Exercice 1
Énumérez, d'après l'extrait retenu, les domaines dont Hélène Bouillon est directrice au Louvre-Lens.
Exercice 2
Modifiez le passage de l'extrait retenu qui commence par « Les fantastiques animaux » et se termine par « cette exposition ? », en substituant « autrice » à « auteure ».

Extrait retenu
Les fantastiques animaux du Louvre-Lens
Pourquoi les animaux fantastiques sont-ils aussi présents dans notre imaginaire en ce début de XXIe siècle ? Pour répondre à cette question, le musée du Louvre-Lens remonte le temps jusqu’aux premières représentations d’hybrides apparues à la fin du Néolithique au Proche-Orient et suit leurs variations, d’une région du monde à l’autre, jusqu’à aujourd’hui. Hélène Bouillon, directrice de la conservation, des expositions et des éditions du Louvre-Lens, et auteure d’Une histoire des animaux fantastiques, nous présente cette exposition dont elle assure le commissariat.
Propos recueillis par Alice Tillier-Chevallier
Quel a été le point de départ de cette exposition ?

[Entrées de données enregistrées]
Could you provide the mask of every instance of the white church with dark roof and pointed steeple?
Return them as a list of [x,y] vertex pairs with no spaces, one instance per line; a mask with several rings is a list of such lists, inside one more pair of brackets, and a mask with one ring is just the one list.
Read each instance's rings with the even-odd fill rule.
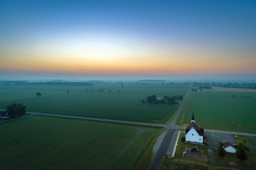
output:
[[187,126],[185,130],[186,142],[203,144],[204,140],[204,129],[199,128],[195,123],[194,112],[192,115],[191,123]]

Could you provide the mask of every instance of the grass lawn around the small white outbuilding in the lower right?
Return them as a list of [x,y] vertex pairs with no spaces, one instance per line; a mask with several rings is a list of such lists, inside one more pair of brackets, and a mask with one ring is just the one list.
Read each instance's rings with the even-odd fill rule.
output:
[[244,167],[250,167],[250,168],[256,168],[256,151],[255,150],[250,150],[247,155],[247,160],[244,160],[243,162],[239,160],[235,154],[230,154],[227,153],[225,157],[221,159],[217,155],[217,151],[213,151],[214,158],[219,162],[223,164],[229,164],[229,162],[234,162],[238,166],[244,166]]

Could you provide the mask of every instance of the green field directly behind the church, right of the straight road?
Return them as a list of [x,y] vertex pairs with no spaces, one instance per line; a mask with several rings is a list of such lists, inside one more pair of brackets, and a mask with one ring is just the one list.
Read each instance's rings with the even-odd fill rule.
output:
[[255,92],[190,92],[180,123],[190,123],[194,112],[201,128],[256,133],[255,106]]

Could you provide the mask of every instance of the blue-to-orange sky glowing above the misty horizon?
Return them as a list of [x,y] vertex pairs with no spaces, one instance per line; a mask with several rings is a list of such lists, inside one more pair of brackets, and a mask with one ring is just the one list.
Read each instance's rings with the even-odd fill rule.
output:
[[0,1],[0,80],[256,80],[256,1]]

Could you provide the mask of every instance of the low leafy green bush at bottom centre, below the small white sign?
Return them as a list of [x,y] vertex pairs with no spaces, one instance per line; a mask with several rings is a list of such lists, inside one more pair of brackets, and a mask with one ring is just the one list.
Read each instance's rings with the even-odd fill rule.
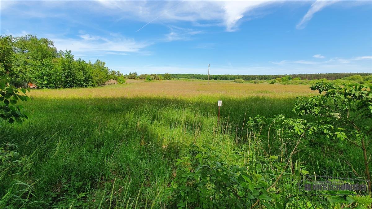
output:
[[228,163],[240,158],[239,153],[192,145],[190,155],[177,160],[177,177],[171,183],[177,207],[247,208],[259,199],[272,200],[262,174]]

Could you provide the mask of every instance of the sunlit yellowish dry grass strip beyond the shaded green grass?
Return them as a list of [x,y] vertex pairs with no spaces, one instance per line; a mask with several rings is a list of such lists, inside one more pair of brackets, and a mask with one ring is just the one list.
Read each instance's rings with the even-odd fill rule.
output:
[[232,81],[155,81],[128,80],[117,84],[95,88],[39,89],[29,94],[46,98],[101,98],[101,97],[167,97],[185,98],[198,96],[272,97],[288,98],[314,94],[309,86],[281,84],[233,83]]

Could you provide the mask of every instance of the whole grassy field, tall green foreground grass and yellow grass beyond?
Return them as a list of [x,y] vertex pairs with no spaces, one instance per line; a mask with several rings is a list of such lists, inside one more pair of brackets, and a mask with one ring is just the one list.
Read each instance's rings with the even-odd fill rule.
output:
[[[32,90],[34,100],[24,104],[32,117],[0,125],[0,143],[17,144],[22,157],[14,175],[1,173],[0,207],[171,207],[166,194],[175,160],[190,144],[265,154],[269,142],[246,139],[247,118],[296,117],[296,97],[315,94],[309,86],[210,84],[132,80]],[[279,146],[270,151],[279,155]]]

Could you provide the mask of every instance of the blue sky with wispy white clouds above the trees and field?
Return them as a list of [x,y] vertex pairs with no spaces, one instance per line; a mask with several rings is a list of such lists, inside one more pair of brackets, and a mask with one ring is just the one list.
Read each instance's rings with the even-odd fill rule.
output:
[[372,73],[371,2],[0,0],[0,33],[124,74]]

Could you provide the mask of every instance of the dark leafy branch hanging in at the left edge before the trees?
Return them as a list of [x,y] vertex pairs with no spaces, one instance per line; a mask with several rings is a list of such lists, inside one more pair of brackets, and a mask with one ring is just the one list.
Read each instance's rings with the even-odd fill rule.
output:
[[[22,123],[23,120],[30,116],[30,113],[23,108],[22,105],[18,105],[18,100],[27,101],[32,99],[26,96],[26,91],[29,89],[16,88],[9,85],[7,74],[1,73],[0,76],[0,118],[7,120],[9,123],[18,122]],[[20,92],[23,93],[20,94]]]

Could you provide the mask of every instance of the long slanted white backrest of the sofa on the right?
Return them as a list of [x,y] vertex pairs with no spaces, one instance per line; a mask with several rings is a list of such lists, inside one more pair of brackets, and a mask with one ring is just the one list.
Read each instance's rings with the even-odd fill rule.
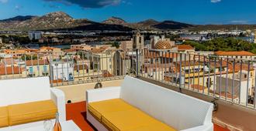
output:
[[120,98],[178,130],[212,123],[212,103],[130,76],[125,77]]

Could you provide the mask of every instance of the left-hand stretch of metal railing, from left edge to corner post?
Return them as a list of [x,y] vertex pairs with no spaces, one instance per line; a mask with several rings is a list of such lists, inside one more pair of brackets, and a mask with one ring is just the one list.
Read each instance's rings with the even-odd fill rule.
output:
[[0,57],[0,79],[49,76],[51,86],[123,79],[135,76],[135,58],[119,50],[8,54]]

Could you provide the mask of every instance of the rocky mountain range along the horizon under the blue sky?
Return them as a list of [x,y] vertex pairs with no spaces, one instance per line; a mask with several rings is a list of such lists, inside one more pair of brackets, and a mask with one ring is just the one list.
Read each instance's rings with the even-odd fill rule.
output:
[[16,16],[0,20],[0,30],[207,30],[207,29],[256,29],[256,25],[192,25],[182,22],[147,19],[143,22],[130,23],[122,18],[111,17],[103,22],[93,22],[86,18],[75,19],[64,12],[52,12],[43,16]]

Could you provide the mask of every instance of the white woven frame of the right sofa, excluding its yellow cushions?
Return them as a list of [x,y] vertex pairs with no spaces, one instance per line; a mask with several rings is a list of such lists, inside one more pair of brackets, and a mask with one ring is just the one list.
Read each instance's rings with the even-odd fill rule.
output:
[[[92,89],[86,93],[87,103],[120,98],[177,130],[213,131],[212,103],[130,76],[125,77],[120,87]],[[108,130],[88,112],[87,119],[99,131]]]

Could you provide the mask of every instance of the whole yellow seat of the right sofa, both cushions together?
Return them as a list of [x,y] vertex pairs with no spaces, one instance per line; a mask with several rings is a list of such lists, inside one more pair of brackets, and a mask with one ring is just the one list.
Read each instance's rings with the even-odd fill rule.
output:
[[88,103],[88,112],[113,131],[174,131],[175,129],[131,106],[123,99]]

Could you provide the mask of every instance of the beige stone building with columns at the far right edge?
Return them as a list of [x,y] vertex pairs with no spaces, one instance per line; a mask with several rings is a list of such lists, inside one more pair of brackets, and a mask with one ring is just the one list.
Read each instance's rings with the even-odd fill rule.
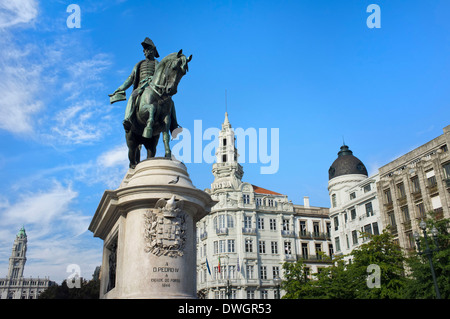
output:
[[450,125],[443,131],[379,169],[383,221],[402,248],[415,248],[413,234],[430,217],[428,212],[437,219],[450,218]]

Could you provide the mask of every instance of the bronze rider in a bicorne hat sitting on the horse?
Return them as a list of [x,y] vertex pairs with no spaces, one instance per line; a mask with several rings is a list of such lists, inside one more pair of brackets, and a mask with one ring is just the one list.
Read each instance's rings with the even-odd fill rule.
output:
[[149,38],[141,43],[144,48],[145,60],[138,62],[131,72],[130,76],[125,80],[125,82],[114,91],[113,94],[118,92],[123,92],[127,90],[131,85],[133,85],[133,92],[127,102],[127,107],[125,109],[125,119],[123,121],[123,127],[125,132],[131,129],[131,117],[133,116],[138,99],[144,91],[145,87],[151,81],[158,61],[155,58],[159,58],[156,46],[153,41]]

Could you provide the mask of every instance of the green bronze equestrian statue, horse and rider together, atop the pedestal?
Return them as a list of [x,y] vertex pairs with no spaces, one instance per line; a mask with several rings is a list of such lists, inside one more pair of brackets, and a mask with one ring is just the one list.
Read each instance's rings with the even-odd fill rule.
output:
[[180,50],[158,62],[155,60],[159,57],[158,51],[149,38],[142,46],[146,59],[136,64],[127,80],[110,95],[111,104],[123,101],[125,90],[133,85],[123,121],[130,168],[140,161],[141,145],[147,150],[147,158],[155,156],[161,133],[165,157],[172,157],[169,134],[173,135],[173,131],[180,128],[172,96],[177,93],[178,83],[192,59],[192,55],[186,58]]

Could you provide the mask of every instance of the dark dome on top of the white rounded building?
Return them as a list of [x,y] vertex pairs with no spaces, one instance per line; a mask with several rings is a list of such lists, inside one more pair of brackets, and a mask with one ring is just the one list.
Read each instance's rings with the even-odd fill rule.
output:
[[332,179],[341,175],[350,174],[367,174],[364,164],[350,151],[347,145],[342,145],[338,153],[338,158],[333,162],[328,170],[328,179]]

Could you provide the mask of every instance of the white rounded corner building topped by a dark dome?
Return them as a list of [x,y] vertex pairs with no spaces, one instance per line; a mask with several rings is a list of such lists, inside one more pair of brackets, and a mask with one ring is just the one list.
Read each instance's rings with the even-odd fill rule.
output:
[[369,177],[364,164],[347,145],[341,147],[328,174],[334,253],[345,256],[369,241],[371,235],[383,231],[377,193],[379,175]]

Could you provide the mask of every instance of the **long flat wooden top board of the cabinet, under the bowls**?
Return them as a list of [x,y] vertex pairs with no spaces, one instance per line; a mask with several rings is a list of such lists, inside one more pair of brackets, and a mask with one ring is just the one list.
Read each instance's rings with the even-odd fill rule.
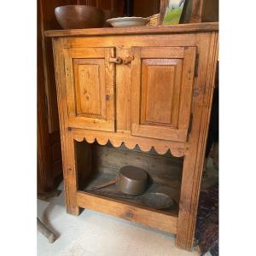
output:
[[172,26],[101,27],[88,29],[48,30],[44,33],[46,37],[86,37],[212,31],[218,31],[218,22],[189,23]]

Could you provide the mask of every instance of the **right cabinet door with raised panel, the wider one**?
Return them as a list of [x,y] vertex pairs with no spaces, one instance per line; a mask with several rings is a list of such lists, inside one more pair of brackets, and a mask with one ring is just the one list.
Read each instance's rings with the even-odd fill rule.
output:
[[187,140],[195,47],[133,47],[131,134]]

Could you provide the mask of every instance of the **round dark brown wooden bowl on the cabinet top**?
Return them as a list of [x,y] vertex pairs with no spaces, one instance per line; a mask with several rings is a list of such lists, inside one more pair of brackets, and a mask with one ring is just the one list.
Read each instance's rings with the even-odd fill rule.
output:
[[56,7],[55,17],[64,29],[102,27],[105,23],[101,9],[86,5]]

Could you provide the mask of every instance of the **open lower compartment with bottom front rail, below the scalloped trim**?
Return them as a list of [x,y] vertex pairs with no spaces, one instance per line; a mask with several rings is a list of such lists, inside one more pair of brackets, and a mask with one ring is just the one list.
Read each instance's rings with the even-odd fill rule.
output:
[[[101,146],[97,143],[83,143],[77,145],[77,152],[79,148],[82,149],[79,155],[80,160],[77,159],[79,167],[77,204],[79,207],[125,218],[157,230],[177,233],[183,159],[174,158],[170,153],[160,155],[154,150],[145,153],[139,148],[130,150],[124,146],[114,148],[111,144]],[[139,200],[140,195],[122,194],[116,189],[115,184],[90,191],[93,187],[113,180],[119,168],[125,165],[141,167],[148,172],[150,183],[148,183],[146,192],[158,186],[172,189],[175,207],[161,210],[148,207]]]

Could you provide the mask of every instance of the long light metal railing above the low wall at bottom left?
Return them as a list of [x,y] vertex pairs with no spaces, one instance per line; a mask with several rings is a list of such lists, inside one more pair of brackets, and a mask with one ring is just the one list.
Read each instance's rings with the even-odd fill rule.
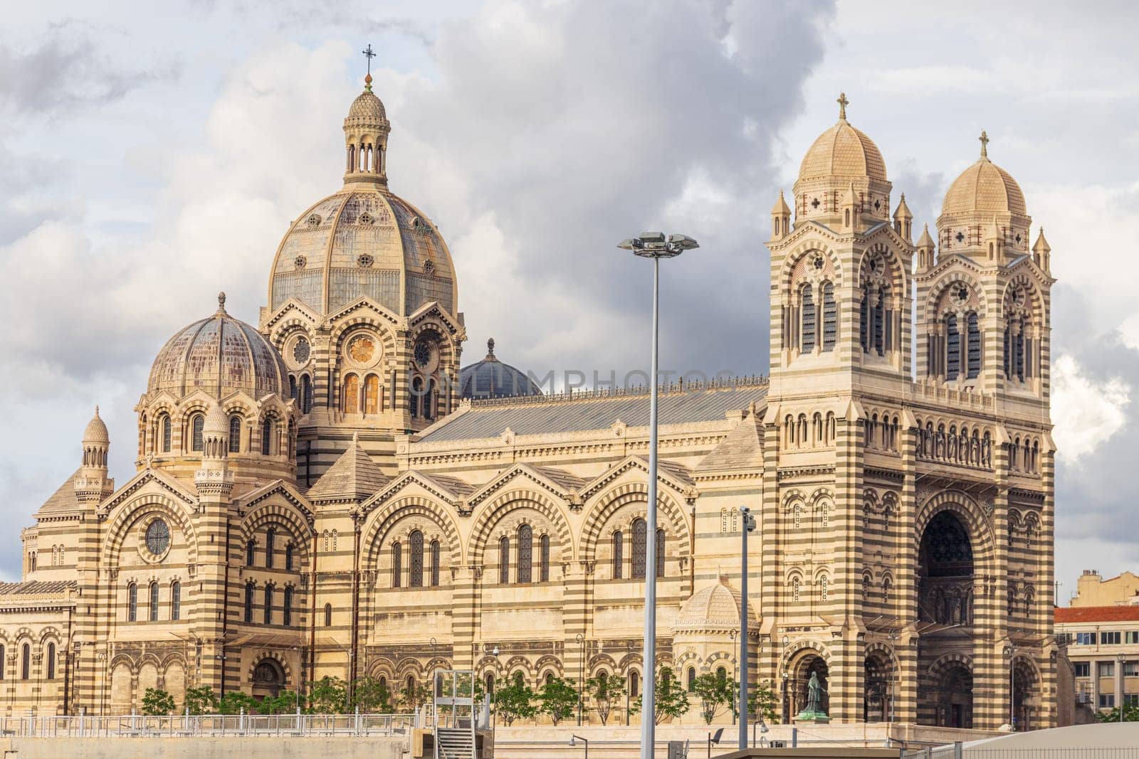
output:
[[416,715],[174,715],[2,717],[0,734],[21,737],[190,737],[197,735],[410,735]]

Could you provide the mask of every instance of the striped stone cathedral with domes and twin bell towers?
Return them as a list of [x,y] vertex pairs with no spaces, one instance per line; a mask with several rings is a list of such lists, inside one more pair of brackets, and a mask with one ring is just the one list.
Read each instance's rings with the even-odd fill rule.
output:
[[259,323],[220,296],[170,338],[134,473],[110,478],[96,411],[22,533],[0,710],[437,668],[634,699],[653,576],[659,662],[735,677],[747,505],[743,635],[782,720],[817,675],[836,724],[1054,725],[1048,242],[984,134],[915,240],[838,102],[771,212],[770,377],[662,388],[649,535],[647,391],[542,394],[493,341],[461,368],[456,265],[388,188],[367,77],[343,187],[288,228]]

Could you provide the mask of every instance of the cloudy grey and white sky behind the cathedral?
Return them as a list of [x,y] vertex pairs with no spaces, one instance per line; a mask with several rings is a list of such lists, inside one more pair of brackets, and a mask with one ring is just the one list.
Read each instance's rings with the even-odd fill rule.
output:
[[[1052,7],[1055,6],[1055,7]],[[636,368],[644,229],[663,364],[767,371],[768,211],[850,97],[917,222],[990,156],[1052,245],[1060,597],[1139,570],[1133,3],[50,2],[0,30],[0,577],[98,403],[133,471],[150,360],[219,290],[256,322],[281,234],[342,172],[371,43],[392,189],[440,225],[478,357]]]

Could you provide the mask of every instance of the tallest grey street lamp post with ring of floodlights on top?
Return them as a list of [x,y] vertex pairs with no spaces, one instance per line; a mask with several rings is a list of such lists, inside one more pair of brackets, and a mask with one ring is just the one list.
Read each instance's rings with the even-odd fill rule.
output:
[[685,250],[698,248],[693,238],[685,234],[645,232],[617,246],[632,250],[634,255],[653,259],[653,348],[649,369],[648,405],[648,508],[645,518],[645,690],[641,713],[641,759],[653,759],[656,745],[656,447],[657,447],[657,347],[659,335],[661,258],[675,258]]

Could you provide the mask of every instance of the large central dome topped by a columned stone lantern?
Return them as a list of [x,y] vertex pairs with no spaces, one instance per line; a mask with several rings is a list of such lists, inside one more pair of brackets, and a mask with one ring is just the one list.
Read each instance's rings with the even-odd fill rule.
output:
[[454,264],[439,230],[387,189],[384,104],[370,76],[344,119],[344,187],[308,208],[277,248],[269,310],[295,298],[321,315],[366,296],[399,315],[458,308]]

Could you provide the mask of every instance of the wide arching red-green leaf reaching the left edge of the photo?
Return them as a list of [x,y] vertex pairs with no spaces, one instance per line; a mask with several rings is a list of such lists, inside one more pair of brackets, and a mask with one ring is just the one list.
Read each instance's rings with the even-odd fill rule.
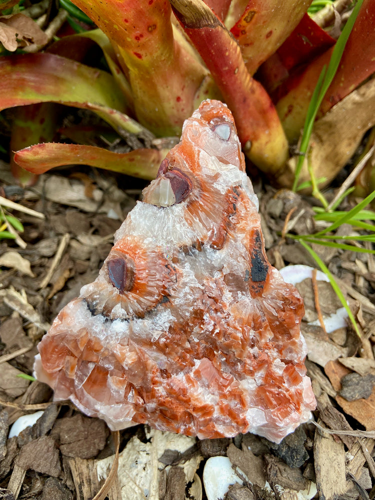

Résultat attendu 1
la conservation, les expositions, les éditions

Résultat attendu 2
Les fantastiques animaux du Louvre-Lens
Pourquoi les animaux fantastiques sont-ils aussi présents dans notre imaginaire en ce début de XXIe siècle ? Pour répondre à cette question, le musée du Louvre-Lens remonte le temps jusqu’aux premières représentations d’hybrides apparues à la fin du Néolithique au Proche-Orient et suit leurs variations, d’une région du monde à l’autre, jusqu’à aujourd’hui. Hélène Bouillon, directrice de la conservation, des expositions et des éditions du Louvre-Lens, et autrice d’Une histoire des animaux fantastiques, nous présente cette exposition dont elle assure le commissariat.
Propos recueillis par Alice Tillier-Chevallier
Quel a été le point de départ de cette exposition ?